* _Region labeling records_:
★ ★ ★ ★ ★ ★ ★

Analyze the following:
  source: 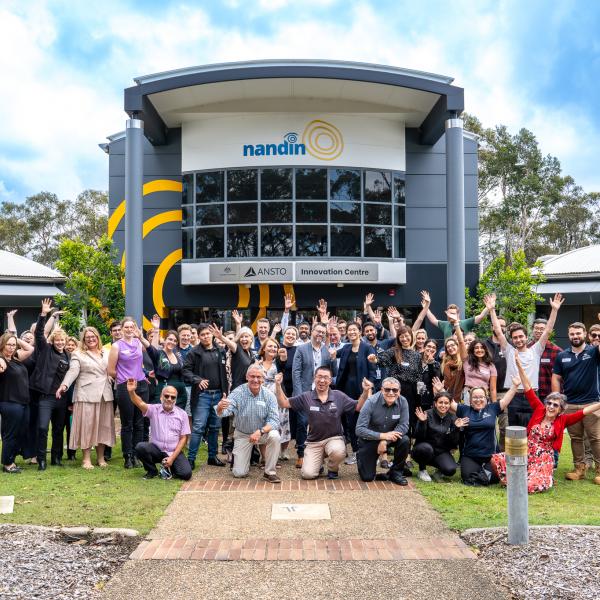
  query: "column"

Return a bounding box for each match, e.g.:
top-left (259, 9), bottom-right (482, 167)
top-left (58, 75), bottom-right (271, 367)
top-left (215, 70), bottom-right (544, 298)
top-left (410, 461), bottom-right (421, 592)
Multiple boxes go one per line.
top-left (446, 118), bottom-right (465, 316)
top-left (125, 119), bottom-right (144, 327)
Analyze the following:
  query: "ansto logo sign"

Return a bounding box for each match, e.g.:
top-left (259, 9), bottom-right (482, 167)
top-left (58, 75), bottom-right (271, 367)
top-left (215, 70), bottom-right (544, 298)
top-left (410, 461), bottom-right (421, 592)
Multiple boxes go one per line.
top-left (242, 119), bottom-right (344, 160)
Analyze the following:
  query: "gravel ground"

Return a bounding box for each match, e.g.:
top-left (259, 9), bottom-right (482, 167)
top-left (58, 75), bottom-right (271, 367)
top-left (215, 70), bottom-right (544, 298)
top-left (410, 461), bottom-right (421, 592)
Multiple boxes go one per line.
top-left (0, 525), bottom-right (140, 600)
top-left (102, 560), bottom-right (508, 600)
top-left (462, 527), bottom-right (600, 600)
top-left (149, 490), bottom-right (448, 539)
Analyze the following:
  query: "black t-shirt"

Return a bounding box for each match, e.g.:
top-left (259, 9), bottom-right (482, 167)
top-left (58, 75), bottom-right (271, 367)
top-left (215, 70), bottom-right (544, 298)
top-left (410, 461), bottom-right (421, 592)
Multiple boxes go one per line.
top-left (0, 359), bottom-right (29, 404)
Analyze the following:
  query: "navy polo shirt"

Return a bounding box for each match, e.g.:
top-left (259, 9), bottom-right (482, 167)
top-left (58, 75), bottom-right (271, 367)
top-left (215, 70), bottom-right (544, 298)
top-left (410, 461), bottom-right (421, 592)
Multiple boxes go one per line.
top-left (553, 345), bottom-right (600, 404)
top-left (456, 402), bottom-right (502, 458)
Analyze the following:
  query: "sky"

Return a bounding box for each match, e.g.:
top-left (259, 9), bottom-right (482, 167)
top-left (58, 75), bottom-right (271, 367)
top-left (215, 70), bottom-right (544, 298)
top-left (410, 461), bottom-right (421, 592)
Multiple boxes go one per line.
top-left (0, 0), bottom-right (600, 202)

★ ★ ★ ★ ★ ★ ★

* _What you will do_: Reproduce every line of the rows above word for word, but leave out the pictures.

* _Answer for this exercise_:
Analyze the following:
  source: 
  query: "column"

Return a bounding box for each match, e.g.:
top-left (259, 9), bottom-right (482, 167)
top-left (58, 75), bottom-right (271, 367)
top-left (215, 70), bottom-right (544, 298)
top-left (410, 461), bottom-right (421, 592)
Multiple boxes go one per line.
top-left (446, 118), bottom-right (465, 316)
top-left (125, 119), bottom-right (144, 327)
Analyze the following:
  query: "ansto logo sign"

Return a bounding box for each match, e.g.:
top-left (259, 9), bottom-right (482, 167)
top-left (58, 75), bottom-right (271, 367)
top-left (215, 70), bottom-right (544, 298)
top-left (410, 461), bottom-right (421, 592)
Multiple boxes go one per line.
top-left (242, 119), bottom-right (344, 160)
Analyze the following:
  query: "gravel ground"

Return a bounding box for each match, e.g.:
top-left (259, 9), bottom-right (482, 167)
top-left (58, 75), bottom-right (271, 367)
top-left (215, 70), bottom-right (544, 298)
top-left (410, 461), bottom-right (421, 592)
Multiple boxes go one per line.
top-left (0, 525), bottom-right (140, 600)
top-left (102, 560), bottom-right (508, 600)
top-left (462, 527), bottom-right (600, 600)
top-left (149, 490), bottom-right (448, 539)
Analyze the following:
  query: "black t-shirt"

Return a bounding box for each match, e.g.:
top-left (259, 9), bottom-right (482, 167)
top-left (58, 75), bottom-right (271, 367)
top-left (215, 70), bottom-right (544, 298)
top-left (410, 461), bottom-right (421, 592)
Multiple boxes go one per line.
top-left (0, 359), bottom-right (29, 404)
Analyze the following:
  query: "navy polo shirt"

Return a bounding box for each match, e.g.:
top-left (259, 9), bottom-right (482, 167)
top-left (58, 75), bottom-right (271, 367)
top-left (215, 70), bottom-right (544, 298)
top-left (410, 461), bottom-right (421, 592)
Multiple boxes go one per line.
top-left (553, 345), bottom-right (600, 404)
top-left (456, 402), bottom-right (502, 458)
Analyze the following:
  query: "sky"

Return a bounding box for each match, e.g.:
top-left (259, 9), bottom-right (482, 167)
top-left (58, 75), bottom-right (271, 367)
top-left (215, 70), bottom-right (544, 298)
top-left (410, 461), bottom-right (421, 592)
Multiple boxes go one per line.
top-left (0, 0), bottom-right (600, 202)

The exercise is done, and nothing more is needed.